[[ DATA EXTRACTS, beginning ]]

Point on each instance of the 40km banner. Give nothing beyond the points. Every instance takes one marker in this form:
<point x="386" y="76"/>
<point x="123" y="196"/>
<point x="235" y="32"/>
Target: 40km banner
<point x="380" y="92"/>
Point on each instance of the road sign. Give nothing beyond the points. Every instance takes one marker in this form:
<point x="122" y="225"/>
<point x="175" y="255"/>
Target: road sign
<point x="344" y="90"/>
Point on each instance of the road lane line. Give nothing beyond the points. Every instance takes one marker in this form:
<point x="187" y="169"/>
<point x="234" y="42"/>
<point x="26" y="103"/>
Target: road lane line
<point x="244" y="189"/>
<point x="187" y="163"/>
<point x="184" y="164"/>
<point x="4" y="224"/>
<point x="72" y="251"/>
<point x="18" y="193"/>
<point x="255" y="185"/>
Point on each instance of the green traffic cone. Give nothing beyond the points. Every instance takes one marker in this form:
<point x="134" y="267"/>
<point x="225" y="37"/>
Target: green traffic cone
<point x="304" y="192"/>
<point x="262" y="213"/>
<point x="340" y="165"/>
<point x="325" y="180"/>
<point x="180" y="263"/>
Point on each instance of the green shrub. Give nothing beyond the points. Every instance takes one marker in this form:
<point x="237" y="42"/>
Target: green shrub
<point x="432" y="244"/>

[[ DATA EXTRACTS, end ]]

_TASK_. Pick out and copy the lines of the entries that hold the string "beyond".

_RESULT_.
Point on each instance of the 40km banner. Give nothing beyond the points. Every instance takes one marker in this form:
Point on each instance of the road sign. Give nothing beyond the points. Every instance takes one marker in this form:
Point on each instance of the road lane line. Give nothing beyond the points. Every instance takes one marker in this form:
Point on each instance of the green traffic cone. Give nothing beyond the points. Every instance takes one marker in this form:
Point on each instance of the green shrub. Give nothing beyond the points. Every instance takes one marker in this form:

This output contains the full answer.